<<<<
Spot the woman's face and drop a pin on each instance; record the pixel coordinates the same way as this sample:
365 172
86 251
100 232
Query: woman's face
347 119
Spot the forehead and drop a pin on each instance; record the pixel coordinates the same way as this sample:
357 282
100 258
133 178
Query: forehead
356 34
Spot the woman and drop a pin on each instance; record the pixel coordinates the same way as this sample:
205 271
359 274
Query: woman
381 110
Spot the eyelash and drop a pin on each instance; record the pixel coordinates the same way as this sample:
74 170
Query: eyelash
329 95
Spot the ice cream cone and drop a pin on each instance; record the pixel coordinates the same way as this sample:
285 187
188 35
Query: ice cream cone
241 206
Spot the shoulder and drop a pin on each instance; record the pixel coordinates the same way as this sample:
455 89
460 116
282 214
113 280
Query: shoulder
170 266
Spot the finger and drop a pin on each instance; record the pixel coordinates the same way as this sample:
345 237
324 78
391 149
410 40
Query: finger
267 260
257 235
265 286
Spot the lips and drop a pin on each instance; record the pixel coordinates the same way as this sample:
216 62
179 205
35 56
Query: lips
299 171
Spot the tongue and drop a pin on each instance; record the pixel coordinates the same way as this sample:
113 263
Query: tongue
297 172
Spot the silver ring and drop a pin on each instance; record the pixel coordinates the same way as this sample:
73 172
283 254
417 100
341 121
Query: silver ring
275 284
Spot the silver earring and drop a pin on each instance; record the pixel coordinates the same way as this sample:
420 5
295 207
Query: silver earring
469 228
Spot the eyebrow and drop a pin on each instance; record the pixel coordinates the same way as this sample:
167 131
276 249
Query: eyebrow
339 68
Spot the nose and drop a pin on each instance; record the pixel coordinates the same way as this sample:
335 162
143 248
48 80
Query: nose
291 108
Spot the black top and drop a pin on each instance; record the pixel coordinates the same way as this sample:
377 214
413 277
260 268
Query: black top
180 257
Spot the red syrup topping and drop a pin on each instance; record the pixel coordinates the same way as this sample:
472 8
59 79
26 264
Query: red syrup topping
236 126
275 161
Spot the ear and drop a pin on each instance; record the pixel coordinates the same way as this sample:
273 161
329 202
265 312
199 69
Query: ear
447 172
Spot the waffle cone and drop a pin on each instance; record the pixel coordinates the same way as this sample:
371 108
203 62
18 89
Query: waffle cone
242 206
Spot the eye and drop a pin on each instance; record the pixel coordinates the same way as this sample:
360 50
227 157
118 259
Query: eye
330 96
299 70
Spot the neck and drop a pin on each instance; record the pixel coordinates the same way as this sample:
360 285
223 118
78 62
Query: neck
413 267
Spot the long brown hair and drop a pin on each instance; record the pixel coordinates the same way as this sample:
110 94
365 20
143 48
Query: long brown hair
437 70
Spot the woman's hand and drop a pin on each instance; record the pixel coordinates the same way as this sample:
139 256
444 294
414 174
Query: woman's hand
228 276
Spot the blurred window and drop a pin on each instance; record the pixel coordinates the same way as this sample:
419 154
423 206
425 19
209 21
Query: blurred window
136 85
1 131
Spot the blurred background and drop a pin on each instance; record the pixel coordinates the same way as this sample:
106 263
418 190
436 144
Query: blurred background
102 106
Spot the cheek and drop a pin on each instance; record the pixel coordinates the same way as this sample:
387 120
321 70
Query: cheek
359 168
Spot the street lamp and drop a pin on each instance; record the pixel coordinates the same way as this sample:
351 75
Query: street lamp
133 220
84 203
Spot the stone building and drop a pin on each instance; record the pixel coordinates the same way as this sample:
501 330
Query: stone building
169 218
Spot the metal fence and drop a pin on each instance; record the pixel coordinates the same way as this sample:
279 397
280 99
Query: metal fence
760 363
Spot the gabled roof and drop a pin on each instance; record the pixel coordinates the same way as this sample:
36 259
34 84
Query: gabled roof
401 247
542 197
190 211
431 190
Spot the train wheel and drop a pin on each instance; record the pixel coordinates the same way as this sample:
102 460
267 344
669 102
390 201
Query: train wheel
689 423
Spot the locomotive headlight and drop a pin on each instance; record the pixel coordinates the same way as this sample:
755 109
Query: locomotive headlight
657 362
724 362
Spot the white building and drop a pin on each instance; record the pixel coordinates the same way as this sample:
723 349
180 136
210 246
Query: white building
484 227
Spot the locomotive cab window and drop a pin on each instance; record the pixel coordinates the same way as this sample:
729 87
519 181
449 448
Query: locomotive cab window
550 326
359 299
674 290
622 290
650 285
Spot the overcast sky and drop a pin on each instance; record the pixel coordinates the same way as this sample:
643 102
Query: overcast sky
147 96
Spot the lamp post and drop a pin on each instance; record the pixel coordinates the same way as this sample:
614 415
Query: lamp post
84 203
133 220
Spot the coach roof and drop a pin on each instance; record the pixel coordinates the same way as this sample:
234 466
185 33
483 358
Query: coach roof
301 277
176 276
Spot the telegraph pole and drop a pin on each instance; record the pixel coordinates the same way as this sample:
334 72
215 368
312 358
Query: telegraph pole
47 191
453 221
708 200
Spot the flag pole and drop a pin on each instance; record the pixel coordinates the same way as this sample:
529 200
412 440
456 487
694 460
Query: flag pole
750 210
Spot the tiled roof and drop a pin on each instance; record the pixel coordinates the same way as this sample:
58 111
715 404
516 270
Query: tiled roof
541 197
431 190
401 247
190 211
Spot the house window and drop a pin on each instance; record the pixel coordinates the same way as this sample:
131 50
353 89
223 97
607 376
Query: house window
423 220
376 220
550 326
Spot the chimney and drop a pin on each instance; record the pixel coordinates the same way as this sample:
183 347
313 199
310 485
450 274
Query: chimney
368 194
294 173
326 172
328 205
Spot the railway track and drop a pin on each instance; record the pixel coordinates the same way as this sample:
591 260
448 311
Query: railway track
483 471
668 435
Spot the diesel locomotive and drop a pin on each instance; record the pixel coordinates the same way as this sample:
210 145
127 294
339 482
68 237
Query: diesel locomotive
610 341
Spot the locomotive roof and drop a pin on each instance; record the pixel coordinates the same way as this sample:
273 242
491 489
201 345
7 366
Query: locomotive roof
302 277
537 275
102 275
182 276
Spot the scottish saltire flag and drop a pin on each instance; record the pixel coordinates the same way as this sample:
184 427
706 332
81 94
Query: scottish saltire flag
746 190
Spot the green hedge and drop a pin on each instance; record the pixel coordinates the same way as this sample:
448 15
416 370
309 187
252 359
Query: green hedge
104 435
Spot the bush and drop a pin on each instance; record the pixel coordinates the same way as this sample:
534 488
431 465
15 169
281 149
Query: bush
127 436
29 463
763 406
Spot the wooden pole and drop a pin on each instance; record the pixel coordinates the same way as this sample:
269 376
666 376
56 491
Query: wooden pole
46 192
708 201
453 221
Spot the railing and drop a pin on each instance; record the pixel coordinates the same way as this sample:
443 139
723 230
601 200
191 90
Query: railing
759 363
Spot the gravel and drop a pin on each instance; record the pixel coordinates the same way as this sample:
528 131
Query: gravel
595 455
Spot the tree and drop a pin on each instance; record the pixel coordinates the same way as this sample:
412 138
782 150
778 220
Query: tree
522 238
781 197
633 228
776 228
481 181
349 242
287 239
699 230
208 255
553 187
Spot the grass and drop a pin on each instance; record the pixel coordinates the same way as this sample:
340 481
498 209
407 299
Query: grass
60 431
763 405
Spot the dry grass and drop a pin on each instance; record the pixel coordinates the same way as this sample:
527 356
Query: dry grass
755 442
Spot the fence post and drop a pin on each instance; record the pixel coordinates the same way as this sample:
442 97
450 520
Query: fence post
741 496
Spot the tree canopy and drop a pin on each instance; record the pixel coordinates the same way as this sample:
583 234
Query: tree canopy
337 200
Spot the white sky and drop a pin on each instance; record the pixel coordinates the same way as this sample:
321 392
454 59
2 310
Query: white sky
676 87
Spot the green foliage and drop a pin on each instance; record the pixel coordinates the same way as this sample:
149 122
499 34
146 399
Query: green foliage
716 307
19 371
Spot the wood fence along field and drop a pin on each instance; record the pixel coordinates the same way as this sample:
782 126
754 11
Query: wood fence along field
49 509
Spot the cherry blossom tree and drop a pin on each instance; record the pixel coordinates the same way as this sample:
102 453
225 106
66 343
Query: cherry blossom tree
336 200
>>>>
_WORK INSTRUCTION:_ Output exactly one stretch of the listing: from the line containing "Query: woman's face" through the line containing "Spot the eyelash", both end lines included.

_OUTPUT BELOW:_
Query: woman's face
347 119
Spot the forehead and drop a pin on each instance; record the pixel coordinates the same way as this sample:
357 282
100 258
133 178
Query: forehead
356 34
Spot the woman and drop a pin on each instance; record the pixel coordinates the same way as this sample:
205 271
359 274
Query: woman
381 110
Spot the eyelash and drop a pin on each instance; record the pixel coordinates the same way as this sample:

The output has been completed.